» **Excerpted text**:
The value to me personally is the reliability. Amazon continues to deliver on highly reliable services, which is IMO the main reason they can charge such a premium.



> I don't think I've ever seen "fun" and "aws console" used in the same sentence before.

In my opinion AWS Console is one of the best designed from all cloud providers out there. GCP is years behind, even with $100k credits I just can force myself to use that pice of unusable crap. Probably Material Design is here to blame, as it's terrible on web.

DigitalOcean does a great job with their interface but they don't even have 1/20 of features offered by AWS, at the end it will share the fate of GCP. Being extremely bloated. :)


My cloud spend is in the millions, soon to be tens of millions, every year and I'm a heavy user of AWS, Google Cloud and Azure and I agree with you wholeheartedly. It's not even just the console but the underlying APIs. I do everything via Terraform anyway but GCP is buggy and inconsistent in areas where it absolutely shouldn't be.

Azure is 5 years ahead of Google Cloud. AWS is 5 years ahead of Azure. The differences are that extreme.


I'm spending literally a fraction of your budget and that is my amateurish assessment as well. AWS Console can be better but the Azure dashboard could've been from the 90s. I had a hard time navigating it.


"In my opinion AWS Console is one of the best designed from all cloud providers out there. GCP is years behind, even with $100k credits I just can force myself to use that pice of unusable crap. Probably Material Design is here to blame, as it's terrible on web."

I hear this for the first time; to me all the Amazon related interfaces I've used have resulted in poor user experience at best. This goes from the store to AWS and sellerscentral should really get a special mention. In AWS, I always felt that everything was super cluttered and important things hard to find, nowhere near intuitive. This goes for high level concepts as much as component behaviors like lists in s3... So, I'd be super curious to hear what you found that was so good. Care to share?

» **Data entries**:
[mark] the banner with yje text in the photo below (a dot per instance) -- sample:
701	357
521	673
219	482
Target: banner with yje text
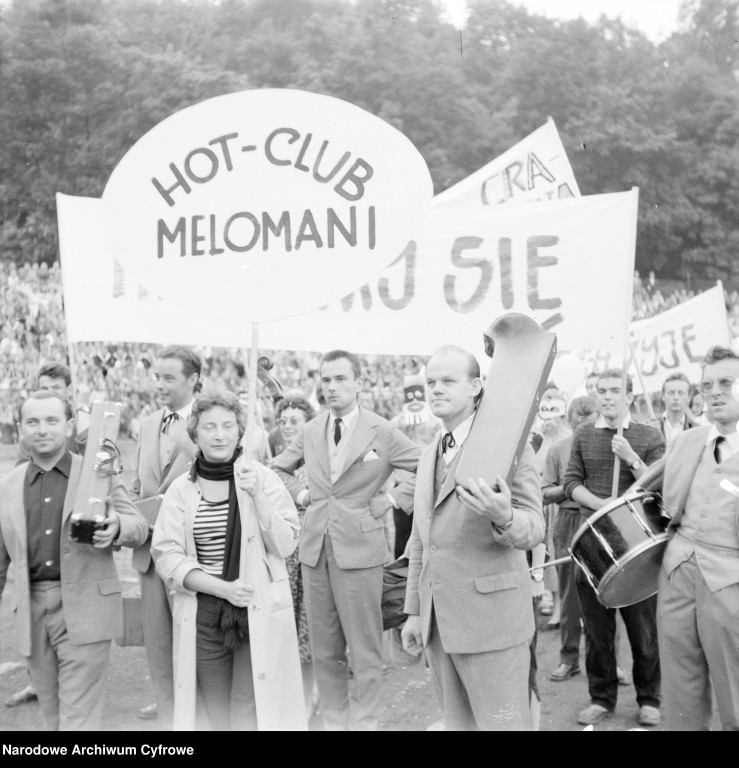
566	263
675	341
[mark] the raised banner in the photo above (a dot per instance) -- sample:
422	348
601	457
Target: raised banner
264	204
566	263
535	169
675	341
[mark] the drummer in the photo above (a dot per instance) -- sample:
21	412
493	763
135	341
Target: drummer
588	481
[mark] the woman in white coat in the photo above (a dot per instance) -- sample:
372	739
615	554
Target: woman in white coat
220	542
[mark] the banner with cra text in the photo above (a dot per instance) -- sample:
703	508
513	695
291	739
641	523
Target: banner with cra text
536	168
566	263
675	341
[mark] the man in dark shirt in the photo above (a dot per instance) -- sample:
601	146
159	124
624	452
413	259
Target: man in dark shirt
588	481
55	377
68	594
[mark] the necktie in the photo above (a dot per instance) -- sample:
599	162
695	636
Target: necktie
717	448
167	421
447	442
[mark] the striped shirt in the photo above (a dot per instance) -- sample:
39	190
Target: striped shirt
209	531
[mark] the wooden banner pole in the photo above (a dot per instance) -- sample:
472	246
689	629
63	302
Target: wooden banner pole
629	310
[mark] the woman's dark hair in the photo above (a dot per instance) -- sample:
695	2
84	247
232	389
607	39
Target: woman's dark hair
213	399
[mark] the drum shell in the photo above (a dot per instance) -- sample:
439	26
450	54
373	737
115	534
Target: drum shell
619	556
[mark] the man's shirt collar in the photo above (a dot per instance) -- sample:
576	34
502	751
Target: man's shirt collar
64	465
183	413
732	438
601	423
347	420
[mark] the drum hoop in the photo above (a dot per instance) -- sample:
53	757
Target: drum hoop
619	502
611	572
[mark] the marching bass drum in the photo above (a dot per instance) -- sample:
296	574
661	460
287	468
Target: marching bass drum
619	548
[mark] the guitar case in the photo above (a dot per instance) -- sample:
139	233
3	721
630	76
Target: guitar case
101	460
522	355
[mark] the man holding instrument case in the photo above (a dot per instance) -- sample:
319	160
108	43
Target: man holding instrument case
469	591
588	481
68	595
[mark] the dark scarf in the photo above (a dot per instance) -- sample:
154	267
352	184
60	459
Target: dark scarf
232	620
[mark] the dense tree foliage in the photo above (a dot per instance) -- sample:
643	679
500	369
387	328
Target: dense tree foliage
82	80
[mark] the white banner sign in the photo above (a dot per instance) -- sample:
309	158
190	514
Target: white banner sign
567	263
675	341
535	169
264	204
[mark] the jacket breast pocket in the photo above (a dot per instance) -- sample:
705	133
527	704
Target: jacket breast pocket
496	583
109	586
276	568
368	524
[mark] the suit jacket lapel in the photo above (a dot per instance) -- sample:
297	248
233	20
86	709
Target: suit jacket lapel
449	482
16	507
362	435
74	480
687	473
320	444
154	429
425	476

» **Given instruction 1**:
Reproduce the stretch of the cloud console discussion from "DigitalOcean does a" through "extremely bloated. :)".
» **Given instruction 2**:
In the cloud console discussion, what tool does the commenter whose cloud spend is in the millions use for everything?
» **Given instruction 3**:
Continue the cloud console discussion from the point where it ends.

» **Response 1**:
DigitalOcean does a great job with their interface but they don't even have 1/20 of features offered by AWS, at the end it will share the fate of GCP. Being extremely bloated. :)

» **Response 2**:
Terraform.

» **Response 3**:
I feel this way about azure. The UI is terrible yet I can get stuff done in AWS ui rather quickly.


> I don't think I've ever seen "fun" and "aws console" used in the same sentence before.

To each their own, but the ability to deploy seemingly endless amounts of computing power to do whatever I want, with the click of my mouse, is something I could only dream of as a kid.


I had that kid-like wonder at a recent project where I had to re-architect an Amazon-hosted website for a customer.

It took me back to that childhood experience of playing with Lego. Everything just "snaps together", and a lot of things that ought to be difficult were shockingly easy.

Mid-way through the project the customer apologised because they forgot to mention that they needed geo-redundancy for every layer, including the database.

It was a checkbox on AWS Aurora. A literal checkbox. I pressed it. There was a progress notification and then it was done. Just like that. A distributed cluster.

I know what's involved, it's not like I haven't built SQL Server clusters dozens of times before, I've even scripted the process before. But it's kind of magic to see it condensed down to a the absolutely most trivial true/false button that it could possibly be.